- _EXERCISE_: Only the pictures should be left out; write out all other data exactly.

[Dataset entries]
______________________________
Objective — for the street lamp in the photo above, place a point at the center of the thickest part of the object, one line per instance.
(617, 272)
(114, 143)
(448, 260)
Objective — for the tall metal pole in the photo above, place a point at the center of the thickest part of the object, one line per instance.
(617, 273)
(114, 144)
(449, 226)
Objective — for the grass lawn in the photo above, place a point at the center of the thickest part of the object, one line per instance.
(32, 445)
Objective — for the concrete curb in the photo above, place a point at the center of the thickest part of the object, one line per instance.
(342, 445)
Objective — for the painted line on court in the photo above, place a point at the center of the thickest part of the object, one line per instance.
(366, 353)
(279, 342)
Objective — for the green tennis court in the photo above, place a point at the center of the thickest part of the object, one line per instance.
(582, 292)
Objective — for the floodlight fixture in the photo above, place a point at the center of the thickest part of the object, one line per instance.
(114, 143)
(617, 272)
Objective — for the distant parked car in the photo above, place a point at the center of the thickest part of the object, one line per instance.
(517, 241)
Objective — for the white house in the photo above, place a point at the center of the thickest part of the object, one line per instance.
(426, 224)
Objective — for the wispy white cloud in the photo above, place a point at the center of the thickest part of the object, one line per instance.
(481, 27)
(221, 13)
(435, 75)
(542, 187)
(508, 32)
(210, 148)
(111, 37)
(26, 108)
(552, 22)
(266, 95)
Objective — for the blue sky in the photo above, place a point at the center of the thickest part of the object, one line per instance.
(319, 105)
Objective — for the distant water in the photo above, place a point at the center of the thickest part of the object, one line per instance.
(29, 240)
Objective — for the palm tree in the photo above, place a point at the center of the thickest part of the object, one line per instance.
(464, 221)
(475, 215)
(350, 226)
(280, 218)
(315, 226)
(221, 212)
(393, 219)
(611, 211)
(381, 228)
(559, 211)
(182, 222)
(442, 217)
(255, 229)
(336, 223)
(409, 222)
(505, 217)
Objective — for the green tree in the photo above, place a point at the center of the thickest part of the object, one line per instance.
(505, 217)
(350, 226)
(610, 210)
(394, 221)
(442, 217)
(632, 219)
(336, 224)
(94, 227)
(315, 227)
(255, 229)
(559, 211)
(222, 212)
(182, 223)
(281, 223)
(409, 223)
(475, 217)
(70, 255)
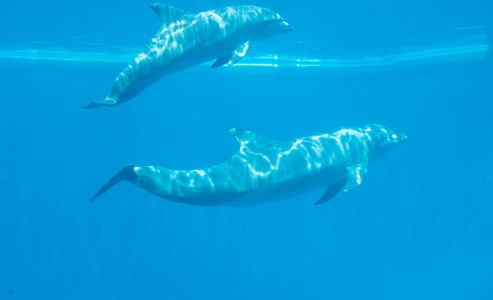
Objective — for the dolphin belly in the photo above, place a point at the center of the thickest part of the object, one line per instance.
(295, 187)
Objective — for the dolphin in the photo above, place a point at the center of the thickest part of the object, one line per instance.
(264, 170)
(186, 40)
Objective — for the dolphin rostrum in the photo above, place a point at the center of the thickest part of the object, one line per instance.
(264, 170)
(186, 40)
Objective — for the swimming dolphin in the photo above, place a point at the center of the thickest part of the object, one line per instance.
(265, 170)
(186, 40)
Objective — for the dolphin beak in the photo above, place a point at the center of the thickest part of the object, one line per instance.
(286, 26)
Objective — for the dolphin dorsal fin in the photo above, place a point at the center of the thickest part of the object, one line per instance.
(168, 14)
(251, 142)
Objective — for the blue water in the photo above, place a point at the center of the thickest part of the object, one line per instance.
(419, 227)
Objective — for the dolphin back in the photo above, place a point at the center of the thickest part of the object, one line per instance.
(127, 173)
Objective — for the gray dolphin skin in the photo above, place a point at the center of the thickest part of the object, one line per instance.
(186, 40)
(264, 170)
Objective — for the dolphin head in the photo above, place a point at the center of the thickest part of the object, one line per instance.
(263, 22)
(383, 139)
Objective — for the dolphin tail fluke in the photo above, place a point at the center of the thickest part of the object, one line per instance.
(93, 105)
(106, 102)
(127, 173)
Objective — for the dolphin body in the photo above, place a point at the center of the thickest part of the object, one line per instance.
(185, 40)
(264, 170)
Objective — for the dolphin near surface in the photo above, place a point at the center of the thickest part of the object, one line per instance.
(186, 40)
(264, 170)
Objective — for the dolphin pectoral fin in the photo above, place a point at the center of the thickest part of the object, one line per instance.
(251, 142)
(239, 53)
(232, 58)
(331, 191)
(168, 14)
(127, 173)
(221, 61)
(355, 175)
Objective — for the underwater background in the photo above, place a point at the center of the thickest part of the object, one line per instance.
(419, 227)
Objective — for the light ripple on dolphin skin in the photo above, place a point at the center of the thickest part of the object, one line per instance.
(473, 46)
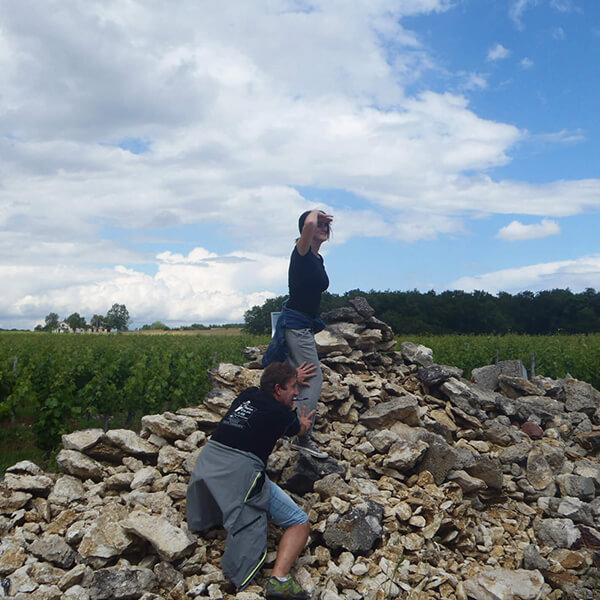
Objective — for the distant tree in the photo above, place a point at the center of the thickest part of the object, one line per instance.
(51, 321)
(157, 325)
(76, 321)
(258, 319)
(97, 321)
(118, 317)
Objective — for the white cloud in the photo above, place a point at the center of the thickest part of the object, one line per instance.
______________________________
- _TASK RESPONSE_:
Objective — for the street lamp in the photo above, place a point at the center of the thickest part of the object, one line per instance.
(617, 272)
(114, 143)
(448, 260)
Objective — for the tall metal pole in the photo above, place a point at the center of the thickest part of the object, one line per instance.
(617, 273)
(114, 144)
(449, 226)
Objective — for the grass lawn in the photo above, place a point at the center of the thickest part of the object, one line per instance.
(32, 445)
Objective — for the concrete curb in the photo above, place a point at the center of the thickest part of the object, one line per instance.
(342, 445)
Objective — for the painted line on court in the photo above, place a point at the center of the thickest part of the object, one line per instance.
(366, 353)
(279, 342)
Objective — for the green tennis court in the photo above, place a point at the center of the thickest part of the object, one line per instance.
(582, 292)
Objective — for the floodlight fixture in the photo above, place a point at the center of the thickest part of the object, one line per instance.
(114, 143)
(617, 272)
Objective — for the distant parked car in the photo above, place a point at the center of the thickest part of the object, one line per instance.
(517, 241)
Objective — for the white house in the photo above, place a point at the center of the thickest part of the object, one line per instance.
(426, 224)
Objective — for the wispy white cloud in the photo above, place a point at the center of the thickest part of the object, one line per instance.
(481, 27)
(221, 13)
(435, 75)
(542, 187)
(508, 32)
(210, 148)
(111, 37)
(26, 108)
(552, 22)
(266, 95)
Objective — for the blue sky in the photo above, place a point at the center of the thickest part of the object, one line per instance.
(319, 105)
Objective — for the distant water in the photo above, place a point at the center of the thickest part of the object, one line per instance.
(29, 240)
Objective — for the palm tree in the photo above, place a point at the center of the thickest part of the object, one line per instance.
(464, 221)
(475, 215)
(350, 226)
(280, 218)
(315, 226)
(221, 212)
(393, 219)
(611, 211)
(381, 228)
(559, 211)
(182, 222)
(442, 217)
(255, 229)
(336, 223)
(409, 222)
(505, 217)
Objective — for the green tree in the photo above, place a point at the center of the thickest part of the object, one line per instance.
(505, 217)
(350, 226)
(610, 210)
(394, 221)
(442, 217)
(632, 219)
(336, 224)
(94, 227)
(315, 227)
(255, 229)
(559, 211)
(222, 212)
(182, 223)
(281, 223)
(409, 223)
(475, 217)
(70, 255)
Objective — for the dolphin belly in the photo above, place a point at the center of the thickest part of the object, one line per instance.
(295, 187)
Objective — for the dolphin in the photo above, place a point at the center of the thickest part of the object, one line per instance.
(264, 170)
(186, 40)
Objective — for the dolphin rostrum in the photo above, place a point at the center of the thickest part of the object, one line per instance.
(264, 170)
(186, 40)
Objective — for the swimming dolphin in the photo above, place a point at the center of the thickest part of the object, one line per instance.
(265, 170)
(186, 40)
Objective — for the dolphin beak in the photo above, place a point at the center of the thickest part of the object, one line per instance.
(286, 26)
Objective — for the dolphin dorsal fin in the photo above, place a point at the center of the thickest part of the object, one line per instance.
(168, 14)
(251, 142)
Objective — for the blue water in the photo above, place a point at the center of the thickest part of the object, one line per instance.
(419, 227)
Objective — for the dolphin back in the photo above, place a point at the center of the thickest part of the object, one line per instance.
(127, 173)
Objective — for the gray dolphin skin in the photo above, place a point at the center of the thickest part of the object, one line per instance.
(186, 40)
(264, 170)
Objective — for the dolphin head in the photo above, place a point at the center of the thickest part of the object, one line per instance.
(263, 22)
(383, 139)
Objective — for the dolphin tail fluke in the photo above, place a point at the center of the thickest part of the object, one line per instance.
(93, 105)
(106, 102)
(127, 173)
Objective — for the dolphin body in the photo above, place a point at the center of the thickest part of the object, one line per instance.
(185, 40)
(264, 170)
Objective — for the dolphin near surface in the photo above, place a point at the center of the thickest part of the object, one line per instance.
(186, 40)
(264, 170)
Objective — for the dolphin pectoral fin in the photo above, place a point at the center of the thickest part of the object, one line per instance.
(251, 142)
(239, 53)
(232, 58)
(331, 191)
(168, 14)
(127, 173)
(221, 61)
(355, 175)
Objective — for the underwater background in the photo above, place a point at the center of the thickest part of the object, one line per instance.
(419, 227)
Objective — for the light ripple on dolphin skin in the photo above, place a point at the center of the thickest part of the object, one line per instance.
(473, 46)
Objective — for the distant tree in the photo above, place a point at the center of the thickest part of the object, one line per instance.
(51, 321)
(157, 325)
(76, 321)
(258, 319)
(97, 321)
(118, 317)
Objective — for the white cloud in the photo above, place a point at the center of the thickest part of the object, one line per instance.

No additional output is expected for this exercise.